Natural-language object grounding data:
▬▬▬▬▬▬
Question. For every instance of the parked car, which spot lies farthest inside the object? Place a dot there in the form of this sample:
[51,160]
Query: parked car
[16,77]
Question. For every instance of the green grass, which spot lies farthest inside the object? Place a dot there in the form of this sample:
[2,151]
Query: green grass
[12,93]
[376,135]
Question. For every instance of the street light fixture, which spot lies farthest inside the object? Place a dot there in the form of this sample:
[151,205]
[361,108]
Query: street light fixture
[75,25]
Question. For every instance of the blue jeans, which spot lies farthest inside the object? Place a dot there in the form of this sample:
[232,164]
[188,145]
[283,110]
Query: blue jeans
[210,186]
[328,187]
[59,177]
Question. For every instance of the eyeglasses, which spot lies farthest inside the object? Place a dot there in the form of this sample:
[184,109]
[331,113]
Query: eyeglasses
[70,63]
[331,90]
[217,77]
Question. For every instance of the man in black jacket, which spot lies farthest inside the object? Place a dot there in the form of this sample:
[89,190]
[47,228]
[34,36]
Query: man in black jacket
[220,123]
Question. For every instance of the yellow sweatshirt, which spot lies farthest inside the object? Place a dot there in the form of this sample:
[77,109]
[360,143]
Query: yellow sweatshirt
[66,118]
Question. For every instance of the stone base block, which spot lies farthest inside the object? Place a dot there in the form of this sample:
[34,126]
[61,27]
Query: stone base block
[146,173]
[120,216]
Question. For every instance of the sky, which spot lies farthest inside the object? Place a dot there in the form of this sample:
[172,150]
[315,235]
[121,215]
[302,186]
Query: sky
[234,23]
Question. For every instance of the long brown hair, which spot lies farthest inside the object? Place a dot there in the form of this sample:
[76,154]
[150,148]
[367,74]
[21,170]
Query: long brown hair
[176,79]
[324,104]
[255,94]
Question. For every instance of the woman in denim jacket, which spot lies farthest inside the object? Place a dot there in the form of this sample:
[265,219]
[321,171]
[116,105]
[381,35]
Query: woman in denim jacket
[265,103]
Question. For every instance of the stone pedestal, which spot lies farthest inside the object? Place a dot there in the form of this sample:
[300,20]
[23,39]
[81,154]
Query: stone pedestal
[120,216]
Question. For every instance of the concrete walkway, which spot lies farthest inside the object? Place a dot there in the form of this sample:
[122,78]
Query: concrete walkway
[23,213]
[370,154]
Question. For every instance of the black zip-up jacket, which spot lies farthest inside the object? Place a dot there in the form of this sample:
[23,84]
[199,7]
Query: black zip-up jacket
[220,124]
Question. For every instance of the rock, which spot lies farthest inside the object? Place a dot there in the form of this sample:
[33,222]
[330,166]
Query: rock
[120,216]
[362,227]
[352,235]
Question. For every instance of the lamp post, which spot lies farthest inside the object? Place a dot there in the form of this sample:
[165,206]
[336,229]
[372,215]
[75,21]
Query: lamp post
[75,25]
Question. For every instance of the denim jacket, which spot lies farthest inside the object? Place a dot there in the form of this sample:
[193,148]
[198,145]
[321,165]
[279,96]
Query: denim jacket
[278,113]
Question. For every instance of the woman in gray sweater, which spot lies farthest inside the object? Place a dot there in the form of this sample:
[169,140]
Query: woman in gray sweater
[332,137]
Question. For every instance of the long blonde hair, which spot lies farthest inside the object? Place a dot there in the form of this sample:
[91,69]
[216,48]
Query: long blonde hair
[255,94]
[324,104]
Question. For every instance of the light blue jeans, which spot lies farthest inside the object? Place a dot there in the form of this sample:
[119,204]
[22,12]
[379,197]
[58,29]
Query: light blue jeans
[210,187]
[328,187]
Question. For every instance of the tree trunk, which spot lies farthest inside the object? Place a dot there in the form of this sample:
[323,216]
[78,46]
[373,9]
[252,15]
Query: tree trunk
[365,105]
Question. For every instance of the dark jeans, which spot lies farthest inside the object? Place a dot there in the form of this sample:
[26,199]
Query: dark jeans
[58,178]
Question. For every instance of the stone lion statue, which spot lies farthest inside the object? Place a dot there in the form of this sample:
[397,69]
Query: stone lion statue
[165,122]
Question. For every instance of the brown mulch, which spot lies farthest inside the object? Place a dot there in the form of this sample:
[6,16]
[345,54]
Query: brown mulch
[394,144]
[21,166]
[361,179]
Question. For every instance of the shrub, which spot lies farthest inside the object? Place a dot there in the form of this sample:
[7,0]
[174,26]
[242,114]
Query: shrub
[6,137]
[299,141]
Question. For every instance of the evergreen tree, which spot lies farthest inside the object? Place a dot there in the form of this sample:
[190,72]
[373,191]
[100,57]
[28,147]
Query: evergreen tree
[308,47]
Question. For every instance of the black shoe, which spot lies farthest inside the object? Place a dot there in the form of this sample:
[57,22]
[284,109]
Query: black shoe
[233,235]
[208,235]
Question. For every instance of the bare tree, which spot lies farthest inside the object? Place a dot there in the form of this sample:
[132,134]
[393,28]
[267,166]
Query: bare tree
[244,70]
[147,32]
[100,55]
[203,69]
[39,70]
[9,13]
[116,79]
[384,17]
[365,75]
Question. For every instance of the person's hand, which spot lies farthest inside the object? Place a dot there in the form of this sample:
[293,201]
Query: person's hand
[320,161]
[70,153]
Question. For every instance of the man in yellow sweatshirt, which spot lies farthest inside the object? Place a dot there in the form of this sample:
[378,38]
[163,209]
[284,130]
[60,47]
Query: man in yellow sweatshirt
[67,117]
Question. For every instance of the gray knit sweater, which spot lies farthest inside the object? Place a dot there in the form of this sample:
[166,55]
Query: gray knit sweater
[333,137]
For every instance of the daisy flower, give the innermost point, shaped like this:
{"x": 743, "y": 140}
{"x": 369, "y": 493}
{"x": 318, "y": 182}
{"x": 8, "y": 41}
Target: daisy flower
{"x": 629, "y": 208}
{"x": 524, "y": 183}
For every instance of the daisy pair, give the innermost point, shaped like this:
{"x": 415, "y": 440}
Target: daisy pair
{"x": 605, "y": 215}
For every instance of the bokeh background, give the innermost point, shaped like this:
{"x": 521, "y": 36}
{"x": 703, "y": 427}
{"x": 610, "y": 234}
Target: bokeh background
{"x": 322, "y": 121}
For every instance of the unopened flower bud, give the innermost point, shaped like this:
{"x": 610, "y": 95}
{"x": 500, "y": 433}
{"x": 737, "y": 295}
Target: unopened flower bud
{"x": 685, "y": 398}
▬▬▬▬▬▬
> **INSTRUCTIONS TO FOLLOW**
Look over the records. Copy the lines that include the word "like".

> **TASK ANSWER**
For every instance of the daisy flower, give the innermost point, shaped like this:
For every instance of the daisy pair, give the innermost point, shaped like this:
For every instance of the bokeh background, give the innermost point, shaped like this:
For every instance of the unopened flower bud, give the innermost point, shaped like this:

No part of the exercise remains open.